═════ Provided passage ═════

Happiness and doing good things

Happiness and doing good things

Middle America volunteers most, survey finds

By Janet Kornblum, USA TODAY

If you live in Minneapolis, Salt Lake City or Austin, you’re more likely to volunteer in your community than if you live in other metro areas, says a report out today by the Corporation for National and Community Service.

It’s not that people in those cities are necessarily kinder or gentler. They just have the right circumstances for volunteering: They feel connected to their communities, have more education, own their own homes, spend less time commuting and have more opportunities to give back, the report says.

For instance, 70% of Minneapolis-area families own their own homes. It had the highest overall volunteer rate at 40.5%, says the report. By contrast, Honolulu, where only 49% own homes, ranked 42nd with a 23.3% rate of volunteering.

Minneapolis also has a history of civic engagement, says Jeremy Hanson, spokesman for Mayor R.T. Rybak. “Everyone is connected to an arts or non-profit cause that they care about, so they roll up their sleeves and get to work.”

Residents of cities where people spend a lot of time commuting or live in apartments, by contrast, tend to feel less connected to their communities, so they don’t volunteer as much. Cities that ranked lowest are New York, Miami and Las Vegas.

Residents of rural areas volunteer more than urban areas, the report says.

While the agency has done other reports on volunteer rates, this is the first time it has ranked cities, says Robert Grimm, director of research and policy development.

═════ Data excerpts ═════

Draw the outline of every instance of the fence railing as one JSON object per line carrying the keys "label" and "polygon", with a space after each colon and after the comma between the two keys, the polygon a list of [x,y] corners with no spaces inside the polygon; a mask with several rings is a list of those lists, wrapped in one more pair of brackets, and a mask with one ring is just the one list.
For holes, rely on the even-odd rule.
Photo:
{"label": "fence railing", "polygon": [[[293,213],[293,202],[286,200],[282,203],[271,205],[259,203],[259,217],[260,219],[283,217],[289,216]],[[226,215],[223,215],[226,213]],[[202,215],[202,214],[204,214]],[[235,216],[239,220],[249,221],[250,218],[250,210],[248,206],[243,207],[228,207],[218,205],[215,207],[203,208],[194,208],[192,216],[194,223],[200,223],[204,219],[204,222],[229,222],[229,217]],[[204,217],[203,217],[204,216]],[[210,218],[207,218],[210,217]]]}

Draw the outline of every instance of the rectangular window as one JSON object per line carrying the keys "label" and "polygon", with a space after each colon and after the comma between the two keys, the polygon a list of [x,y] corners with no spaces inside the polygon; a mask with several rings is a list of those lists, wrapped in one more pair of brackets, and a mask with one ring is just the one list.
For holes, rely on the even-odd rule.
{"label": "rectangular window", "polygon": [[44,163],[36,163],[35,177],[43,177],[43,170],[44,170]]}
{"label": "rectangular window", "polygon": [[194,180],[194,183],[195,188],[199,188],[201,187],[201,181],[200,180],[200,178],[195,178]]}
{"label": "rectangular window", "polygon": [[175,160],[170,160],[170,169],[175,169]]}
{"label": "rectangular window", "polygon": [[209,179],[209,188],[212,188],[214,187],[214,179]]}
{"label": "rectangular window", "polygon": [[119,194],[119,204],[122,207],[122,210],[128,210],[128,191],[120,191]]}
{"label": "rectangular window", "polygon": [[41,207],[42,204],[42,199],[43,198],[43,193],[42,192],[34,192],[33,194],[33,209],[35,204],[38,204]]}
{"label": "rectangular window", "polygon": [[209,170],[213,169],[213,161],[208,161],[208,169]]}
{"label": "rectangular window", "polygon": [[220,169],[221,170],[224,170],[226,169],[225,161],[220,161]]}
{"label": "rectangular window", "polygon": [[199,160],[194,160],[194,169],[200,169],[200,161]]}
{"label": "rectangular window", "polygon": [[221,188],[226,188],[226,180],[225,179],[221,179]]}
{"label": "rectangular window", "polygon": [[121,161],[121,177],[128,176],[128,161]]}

═════

_What you will do:_ Print the part of the volunteering survey article from "Residents of rural" up to and including "and policy development.". Nothing in the listing is needed for what comes after it.

_Reply to the task:_
Residents of rural areas volunteer more than urban areas, the report says.

While the agency has done other reports on volunteer rates, this is the first time it has ranked cities, says Robert Grimm, director of research and policy development.